* **Material for this exercise**

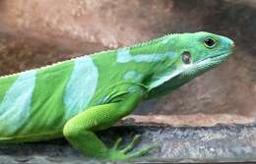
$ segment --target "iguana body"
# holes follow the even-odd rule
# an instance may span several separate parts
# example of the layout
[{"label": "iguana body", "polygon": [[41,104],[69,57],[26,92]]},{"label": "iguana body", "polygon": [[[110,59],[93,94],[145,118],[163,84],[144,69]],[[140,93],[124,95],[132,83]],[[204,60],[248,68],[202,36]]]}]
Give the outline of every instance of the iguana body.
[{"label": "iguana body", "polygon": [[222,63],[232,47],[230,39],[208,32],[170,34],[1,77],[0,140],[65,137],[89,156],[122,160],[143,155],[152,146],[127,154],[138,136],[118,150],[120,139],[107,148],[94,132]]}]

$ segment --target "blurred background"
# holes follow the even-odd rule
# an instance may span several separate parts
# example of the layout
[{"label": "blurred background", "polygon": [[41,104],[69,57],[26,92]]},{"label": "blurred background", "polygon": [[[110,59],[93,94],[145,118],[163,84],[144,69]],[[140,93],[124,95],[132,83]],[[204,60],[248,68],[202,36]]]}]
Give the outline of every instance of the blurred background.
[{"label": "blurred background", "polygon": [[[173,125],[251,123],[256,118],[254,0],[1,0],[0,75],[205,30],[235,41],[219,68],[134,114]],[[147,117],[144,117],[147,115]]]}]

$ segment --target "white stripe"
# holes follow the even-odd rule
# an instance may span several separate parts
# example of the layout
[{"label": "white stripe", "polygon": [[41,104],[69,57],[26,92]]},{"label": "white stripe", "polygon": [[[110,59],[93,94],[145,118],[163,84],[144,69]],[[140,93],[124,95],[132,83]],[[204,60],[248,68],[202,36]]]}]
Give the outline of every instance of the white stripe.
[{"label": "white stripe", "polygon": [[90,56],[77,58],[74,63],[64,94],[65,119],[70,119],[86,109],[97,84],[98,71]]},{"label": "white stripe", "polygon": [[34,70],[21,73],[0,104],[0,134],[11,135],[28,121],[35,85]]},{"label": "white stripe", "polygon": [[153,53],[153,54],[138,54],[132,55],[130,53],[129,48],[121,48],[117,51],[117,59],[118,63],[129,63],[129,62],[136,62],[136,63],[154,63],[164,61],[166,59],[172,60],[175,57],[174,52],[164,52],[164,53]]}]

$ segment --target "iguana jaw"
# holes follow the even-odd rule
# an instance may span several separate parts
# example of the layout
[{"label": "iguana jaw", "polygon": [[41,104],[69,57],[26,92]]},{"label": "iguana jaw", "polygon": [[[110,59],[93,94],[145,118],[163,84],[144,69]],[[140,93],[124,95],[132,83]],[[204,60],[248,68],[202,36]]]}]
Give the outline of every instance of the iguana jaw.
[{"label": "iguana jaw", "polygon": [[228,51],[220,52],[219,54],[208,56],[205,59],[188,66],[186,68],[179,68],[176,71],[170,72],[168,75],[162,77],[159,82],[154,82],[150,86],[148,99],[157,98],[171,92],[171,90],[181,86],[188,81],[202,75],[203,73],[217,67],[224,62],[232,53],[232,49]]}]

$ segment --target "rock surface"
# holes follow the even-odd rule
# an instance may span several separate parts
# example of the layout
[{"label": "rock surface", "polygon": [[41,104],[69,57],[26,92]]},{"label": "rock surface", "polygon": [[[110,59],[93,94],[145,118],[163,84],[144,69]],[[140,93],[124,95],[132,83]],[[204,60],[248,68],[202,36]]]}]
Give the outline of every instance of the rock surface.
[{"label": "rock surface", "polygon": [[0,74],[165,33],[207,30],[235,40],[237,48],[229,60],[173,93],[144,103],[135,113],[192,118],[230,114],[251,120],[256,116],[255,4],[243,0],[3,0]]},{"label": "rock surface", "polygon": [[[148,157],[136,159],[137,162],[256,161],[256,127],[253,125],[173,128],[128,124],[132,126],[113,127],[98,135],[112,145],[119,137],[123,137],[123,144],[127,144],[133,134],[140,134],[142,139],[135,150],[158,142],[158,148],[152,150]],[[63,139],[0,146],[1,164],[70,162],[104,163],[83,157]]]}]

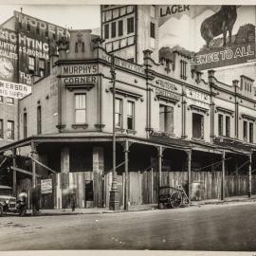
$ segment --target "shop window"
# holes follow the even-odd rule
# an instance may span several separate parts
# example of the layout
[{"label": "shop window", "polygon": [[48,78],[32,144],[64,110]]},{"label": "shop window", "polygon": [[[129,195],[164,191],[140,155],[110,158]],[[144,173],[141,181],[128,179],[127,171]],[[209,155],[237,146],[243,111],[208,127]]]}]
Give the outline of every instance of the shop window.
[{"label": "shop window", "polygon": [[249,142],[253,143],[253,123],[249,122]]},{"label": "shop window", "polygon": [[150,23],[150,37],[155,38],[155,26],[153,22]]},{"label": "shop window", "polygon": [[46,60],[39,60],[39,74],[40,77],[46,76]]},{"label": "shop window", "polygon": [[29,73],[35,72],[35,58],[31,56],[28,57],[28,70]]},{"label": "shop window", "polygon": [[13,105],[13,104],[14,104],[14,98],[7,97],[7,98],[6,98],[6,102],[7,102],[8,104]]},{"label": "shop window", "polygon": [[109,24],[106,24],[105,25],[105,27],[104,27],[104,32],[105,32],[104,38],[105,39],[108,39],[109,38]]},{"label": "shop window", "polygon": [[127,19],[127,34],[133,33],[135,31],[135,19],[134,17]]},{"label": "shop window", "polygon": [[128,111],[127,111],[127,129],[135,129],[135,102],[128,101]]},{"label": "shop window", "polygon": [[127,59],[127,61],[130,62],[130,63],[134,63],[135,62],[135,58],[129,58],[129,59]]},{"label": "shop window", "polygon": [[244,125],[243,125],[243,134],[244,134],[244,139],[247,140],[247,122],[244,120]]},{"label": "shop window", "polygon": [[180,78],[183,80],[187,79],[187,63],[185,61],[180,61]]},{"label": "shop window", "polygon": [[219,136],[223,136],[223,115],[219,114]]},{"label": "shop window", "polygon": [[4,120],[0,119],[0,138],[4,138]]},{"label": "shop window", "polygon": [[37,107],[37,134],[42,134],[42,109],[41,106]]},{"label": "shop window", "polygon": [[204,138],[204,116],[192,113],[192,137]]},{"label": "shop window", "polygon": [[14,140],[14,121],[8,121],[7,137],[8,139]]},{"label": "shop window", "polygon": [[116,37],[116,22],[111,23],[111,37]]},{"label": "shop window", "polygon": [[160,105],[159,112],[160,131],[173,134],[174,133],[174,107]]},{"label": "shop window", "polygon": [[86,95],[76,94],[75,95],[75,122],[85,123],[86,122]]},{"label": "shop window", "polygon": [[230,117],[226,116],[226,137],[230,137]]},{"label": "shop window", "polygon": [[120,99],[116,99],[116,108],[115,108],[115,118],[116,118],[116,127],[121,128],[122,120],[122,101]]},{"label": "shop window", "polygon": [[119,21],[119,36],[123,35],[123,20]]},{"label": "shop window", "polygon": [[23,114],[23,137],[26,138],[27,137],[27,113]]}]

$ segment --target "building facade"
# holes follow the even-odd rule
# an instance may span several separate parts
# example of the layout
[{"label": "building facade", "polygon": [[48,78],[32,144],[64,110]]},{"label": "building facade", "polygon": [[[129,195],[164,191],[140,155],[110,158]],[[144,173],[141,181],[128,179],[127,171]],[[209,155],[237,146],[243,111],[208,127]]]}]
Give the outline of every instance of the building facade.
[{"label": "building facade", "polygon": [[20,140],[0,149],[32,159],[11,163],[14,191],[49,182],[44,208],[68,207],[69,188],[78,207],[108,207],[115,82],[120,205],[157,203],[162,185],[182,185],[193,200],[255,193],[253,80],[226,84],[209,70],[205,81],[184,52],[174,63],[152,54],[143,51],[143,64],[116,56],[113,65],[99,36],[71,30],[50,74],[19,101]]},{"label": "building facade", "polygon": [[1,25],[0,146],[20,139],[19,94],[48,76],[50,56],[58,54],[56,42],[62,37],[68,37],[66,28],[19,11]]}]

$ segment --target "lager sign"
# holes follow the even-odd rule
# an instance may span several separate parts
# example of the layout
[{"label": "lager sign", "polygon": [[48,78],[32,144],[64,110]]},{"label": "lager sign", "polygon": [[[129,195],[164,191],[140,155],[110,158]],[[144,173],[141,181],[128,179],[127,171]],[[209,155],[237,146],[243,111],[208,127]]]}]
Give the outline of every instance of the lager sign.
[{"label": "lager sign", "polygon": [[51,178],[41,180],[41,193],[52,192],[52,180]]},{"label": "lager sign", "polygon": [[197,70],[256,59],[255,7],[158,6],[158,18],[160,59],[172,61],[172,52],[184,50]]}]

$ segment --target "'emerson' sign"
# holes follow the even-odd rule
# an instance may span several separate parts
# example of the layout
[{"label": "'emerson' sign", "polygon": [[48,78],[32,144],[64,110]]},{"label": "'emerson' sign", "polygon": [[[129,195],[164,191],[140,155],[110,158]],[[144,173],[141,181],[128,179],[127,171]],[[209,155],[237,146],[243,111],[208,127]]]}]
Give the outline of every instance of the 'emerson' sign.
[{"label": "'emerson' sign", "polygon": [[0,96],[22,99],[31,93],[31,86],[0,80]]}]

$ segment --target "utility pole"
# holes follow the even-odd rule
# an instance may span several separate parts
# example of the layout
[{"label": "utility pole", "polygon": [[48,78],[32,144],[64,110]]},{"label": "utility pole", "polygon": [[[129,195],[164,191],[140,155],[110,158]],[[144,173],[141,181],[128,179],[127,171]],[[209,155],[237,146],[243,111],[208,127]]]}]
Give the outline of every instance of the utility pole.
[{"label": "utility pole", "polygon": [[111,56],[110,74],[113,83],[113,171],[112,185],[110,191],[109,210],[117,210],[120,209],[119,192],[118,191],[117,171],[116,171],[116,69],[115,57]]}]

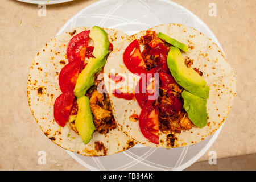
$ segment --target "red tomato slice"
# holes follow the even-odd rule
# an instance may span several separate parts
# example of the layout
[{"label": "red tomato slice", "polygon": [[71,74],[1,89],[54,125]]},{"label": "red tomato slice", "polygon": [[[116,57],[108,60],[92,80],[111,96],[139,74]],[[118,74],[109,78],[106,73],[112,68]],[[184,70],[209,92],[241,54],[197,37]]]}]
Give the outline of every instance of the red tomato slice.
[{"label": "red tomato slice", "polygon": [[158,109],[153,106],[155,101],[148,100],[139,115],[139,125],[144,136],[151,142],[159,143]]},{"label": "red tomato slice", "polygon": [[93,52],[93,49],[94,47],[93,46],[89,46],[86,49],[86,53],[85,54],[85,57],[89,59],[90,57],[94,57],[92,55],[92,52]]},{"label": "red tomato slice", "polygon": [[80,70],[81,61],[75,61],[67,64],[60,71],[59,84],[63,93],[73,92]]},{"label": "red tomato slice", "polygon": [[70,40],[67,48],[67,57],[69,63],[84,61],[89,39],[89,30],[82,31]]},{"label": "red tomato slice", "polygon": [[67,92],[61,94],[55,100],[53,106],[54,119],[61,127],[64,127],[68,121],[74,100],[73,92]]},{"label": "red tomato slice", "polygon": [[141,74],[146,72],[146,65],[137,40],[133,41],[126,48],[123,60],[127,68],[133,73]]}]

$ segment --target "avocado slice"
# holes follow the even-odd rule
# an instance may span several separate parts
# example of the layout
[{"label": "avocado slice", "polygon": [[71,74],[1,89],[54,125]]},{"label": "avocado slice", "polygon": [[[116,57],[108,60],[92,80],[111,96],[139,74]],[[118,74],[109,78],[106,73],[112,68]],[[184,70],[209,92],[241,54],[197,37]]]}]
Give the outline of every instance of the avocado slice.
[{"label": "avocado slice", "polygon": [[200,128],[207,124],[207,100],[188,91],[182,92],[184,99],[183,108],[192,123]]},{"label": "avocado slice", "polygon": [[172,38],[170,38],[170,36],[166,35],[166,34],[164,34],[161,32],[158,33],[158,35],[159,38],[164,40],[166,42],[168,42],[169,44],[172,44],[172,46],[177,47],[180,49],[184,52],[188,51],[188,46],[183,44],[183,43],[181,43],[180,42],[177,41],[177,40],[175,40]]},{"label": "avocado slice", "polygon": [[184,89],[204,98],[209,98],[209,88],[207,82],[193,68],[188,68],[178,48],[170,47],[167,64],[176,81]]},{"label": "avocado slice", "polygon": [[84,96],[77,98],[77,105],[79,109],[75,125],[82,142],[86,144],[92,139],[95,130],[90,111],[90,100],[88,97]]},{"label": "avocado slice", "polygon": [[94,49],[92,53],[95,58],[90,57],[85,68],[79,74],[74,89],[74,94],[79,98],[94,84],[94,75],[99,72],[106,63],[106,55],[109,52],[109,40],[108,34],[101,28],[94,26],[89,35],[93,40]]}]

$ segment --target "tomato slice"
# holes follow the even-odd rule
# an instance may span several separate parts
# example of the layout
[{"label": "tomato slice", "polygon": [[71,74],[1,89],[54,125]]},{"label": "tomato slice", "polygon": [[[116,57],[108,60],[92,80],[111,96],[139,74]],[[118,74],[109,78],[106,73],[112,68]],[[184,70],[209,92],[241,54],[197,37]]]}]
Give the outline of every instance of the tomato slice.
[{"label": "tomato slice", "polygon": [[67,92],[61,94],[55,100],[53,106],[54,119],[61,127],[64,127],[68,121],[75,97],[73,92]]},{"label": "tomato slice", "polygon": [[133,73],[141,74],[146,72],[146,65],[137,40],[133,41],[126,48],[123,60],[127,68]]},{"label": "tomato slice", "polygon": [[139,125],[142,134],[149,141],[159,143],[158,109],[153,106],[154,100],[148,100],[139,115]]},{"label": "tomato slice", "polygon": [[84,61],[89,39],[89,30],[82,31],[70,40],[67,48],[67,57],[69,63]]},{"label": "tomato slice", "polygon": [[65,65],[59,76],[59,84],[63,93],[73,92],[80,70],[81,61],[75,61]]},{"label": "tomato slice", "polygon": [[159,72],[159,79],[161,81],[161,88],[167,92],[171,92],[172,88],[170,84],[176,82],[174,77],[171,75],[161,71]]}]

* **Requirements**
Which lines in the items above contain the string "utility", matching its case exactly? Copy each of those lines.

* **Written response**
$ segment --target "utility pole"
[{"label": "utility pole", "polygon": [[48,78],[32,144],[64,110]]},{"label": "utility pole", "polygon": [[[129,195],[164,191],[140,155],[110,158]],[[144,173],[141,181],[128,179],[127,171]],[[209,155],[237,146],[243,111],[208,127]]]}]
Give the outline of every instance of the utility pole.
[{"label": "utility pole", "polygon": [[111,56],[110,74],[113,83],[113,171],[112,185],[110,191],[109,210],[117,210],[120,209],[119,192],[118,191],[117,171],[116,171],[116,69],[115,57]]}]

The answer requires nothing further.